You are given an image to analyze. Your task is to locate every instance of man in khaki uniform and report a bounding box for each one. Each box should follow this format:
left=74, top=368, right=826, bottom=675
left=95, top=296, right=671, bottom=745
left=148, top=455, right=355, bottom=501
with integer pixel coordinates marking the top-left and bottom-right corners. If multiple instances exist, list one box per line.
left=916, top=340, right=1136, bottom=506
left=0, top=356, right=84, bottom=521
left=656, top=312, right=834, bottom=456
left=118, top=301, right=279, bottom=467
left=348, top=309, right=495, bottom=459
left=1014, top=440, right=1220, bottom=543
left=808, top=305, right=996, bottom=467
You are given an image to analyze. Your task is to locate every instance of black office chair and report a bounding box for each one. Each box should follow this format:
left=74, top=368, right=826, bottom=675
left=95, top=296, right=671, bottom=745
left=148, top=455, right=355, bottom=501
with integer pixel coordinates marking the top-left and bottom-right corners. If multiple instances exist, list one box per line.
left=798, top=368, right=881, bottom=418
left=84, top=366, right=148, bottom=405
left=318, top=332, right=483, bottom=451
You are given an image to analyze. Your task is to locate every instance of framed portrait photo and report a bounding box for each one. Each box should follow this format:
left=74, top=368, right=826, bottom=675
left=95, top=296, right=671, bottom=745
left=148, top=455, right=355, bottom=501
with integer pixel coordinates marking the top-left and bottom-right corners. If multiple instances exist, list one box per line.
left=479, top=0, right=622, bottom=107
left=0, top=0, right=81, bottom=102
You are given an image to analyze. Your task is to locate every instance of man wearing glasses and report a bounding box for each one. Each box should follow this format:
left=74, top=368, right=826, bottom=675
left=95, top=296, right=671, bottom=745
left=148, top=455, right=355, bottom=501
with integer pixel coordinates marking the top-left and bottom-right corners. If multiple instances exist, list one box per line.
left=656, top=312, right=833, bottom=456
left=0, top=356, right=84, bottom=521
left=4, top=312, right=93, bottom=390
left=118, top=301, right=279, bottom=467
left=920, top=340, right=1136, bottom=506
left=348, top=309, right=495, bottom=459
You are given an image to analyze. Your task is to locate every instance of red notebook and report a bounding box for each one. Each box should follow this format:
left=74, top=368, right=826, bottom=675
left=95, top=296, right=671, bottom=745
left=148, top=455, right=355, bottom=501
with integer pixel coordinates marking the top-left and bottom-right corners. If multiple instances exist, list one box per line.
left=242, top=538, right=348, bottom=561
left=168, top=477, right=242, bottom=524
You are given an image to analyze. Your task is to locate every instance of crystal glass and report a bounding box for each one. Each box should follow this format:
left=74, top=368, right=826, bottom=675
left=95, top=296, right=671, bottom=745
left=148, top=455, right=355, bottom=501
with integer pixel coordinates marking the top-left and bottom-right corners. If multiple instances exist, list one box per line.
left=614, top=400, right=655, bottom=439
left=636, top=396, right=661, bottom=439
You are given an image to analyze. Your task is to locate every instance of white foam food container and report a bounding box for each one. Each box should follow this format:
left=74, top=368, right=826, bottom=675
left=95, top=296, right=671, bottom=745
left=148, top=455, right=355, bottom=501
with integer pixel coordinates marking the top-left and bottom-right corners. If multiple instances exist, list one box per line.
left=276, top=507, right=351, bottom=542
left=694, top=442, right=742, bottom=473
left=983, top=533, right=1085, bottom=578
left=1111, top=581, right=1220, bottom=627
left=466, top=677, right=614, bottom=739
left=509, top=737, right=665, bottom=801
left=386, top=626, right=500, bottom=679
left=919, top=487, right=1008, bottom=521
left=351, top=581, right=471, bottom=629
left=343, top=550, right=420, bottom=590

• Set task: Reproduce the listing above verbatim, line for line, from start to end.

• Output:
You are given an image to analyze. Your task is to locate every instance of man in khaki uniform and report a bounding box for each one. Each box should follow this format:
left=74, top=368, right=826, bottom=675
left=95, top=296, right=671, bottom=745
left=148, top=455, right=355, bottom=501
with integer pixel coordinates marking the top-left and bottom-right corners. If multiple instances exist, list one box per line.
left=916, top=340, right=1136, bottom=506
left=0, top=356, right=84, bottom=521
left=656, top=312, right=834, bottom=456
left=118, top=301, right=279, bottom=467
left=348, top=309, right=495, bottom=459
left=1014, top=440, right=1220, bottom=543
left=808, top=305, right=996, bottom=467
You are given an image to analyze. Your task is to locate every instance of black office chair and report a bounding box for each one. Each box should follow this format:
left=74, top=368, right=826, bottom=675
left=95, top=296, right=671, bottom=745
left=148, top=455, right=355, bottom=501
with integer pixel coordinates marking the top-left and bottom-right corners. If multiple instances exist, list one box per line.
left=798, top=368, right=881, bottom=418
left=84, top=366, right=148, bottom=405
left=318, top=332, right=483, bottom=451
You are given an image to analyze. Your task is to locate every instance of framed portrait photo and report a bounding box for each one. Each box should follow this format:
left=74, top=368, right=826, bottom=675
left=95, top=296, right=671, bottom=745
left=148, top=455, right=355, bottom=501
with integer pixel coordinates marking the top-left and bottom-right corners. If multiple instances exist, list one box per line.
left=479, top=0, right=622, bottom=107
left=0, top=0, right=81, bottom=102
You are given an image to analyze. Your task is to locate every instance of man wearing glasses and report a bounding box for each one. Each box should follow this format:
left=74, top=368, right=826, bottom=675
left=95, top=296, right=671, bottom=745
left=148, top=455, right=355, bottom=501
with integer pixel coordinates marking the top-left and bottom-right corners. If multiple instances exist, list one box per line.
left=656, top=312, right=833, bottom=456
left=0, top=356, right=84, bottom=521
left=4, top=312, right=93, bottom=390
left=118, top=301, right=279, bottom=467
left=920, top=340, right=1136, bottom=506
left=348, top=309, right=495, bottom=459
You are given an image to analyze. Your task is to locate every instance of red notebook and report a bounding box for each one. Each box should follow this format:
left=74, top=368, right=826, bottom=675
left=95, top=296, right=671, bottom=745
left=148, top=455, right=355, bottom=501
with integer pixel coordinates marking the top-left and bottom-right corners. If multiple instances exist, list one box per line.
left=242, top=538, right=348, bottom=561
left=168, top=477, right=242, bottom=524
You are given an image to analyze. Your task is to locate every instance of crystal glass and report a bounding box for each one. Each box should follow this format:
left=74, top=368, right=826, bottom=675
left=95, top=296, right=671, bottom=745
left=148, top=455, right=355, bottom=501
with integer pixel coordinates marking the top-left and bottom-right corners. If multiple instances exist, list one box per line.
left=614, top=400, right=655, bottom=439
left=636, top=396, right=661, bottom=439
You are given an image to analyze. Your task is to locate every instance of white foam food container and report a bounding box for each one. Each box should follow this format:
left=74, top=368, right=826, bottom=675
left=95, top=296, right=671, bottom=745
left=148, top=455, right=355, bottom=501
with integer pixel coordinates marking the top-left and bottom-right corners. If multiple instances exist, list one box per line.
left=276, top=507, right=351, bottom=542
left=694, top=442, right=742, bottom=473
left=983, top=533, right=1085, bottom=578
left=1111, top=581, right=1220, bottom=627
left=466, top=677, right=614, bottom=739
left=509, top=737, right=665, bottom=801
left=386, top=626, right=500, bottom=679
left=919, top=487, right=1008, bottom=521
left=351, top=581, right=471, bottom=629
left=343, top=550, right=420, bottom=590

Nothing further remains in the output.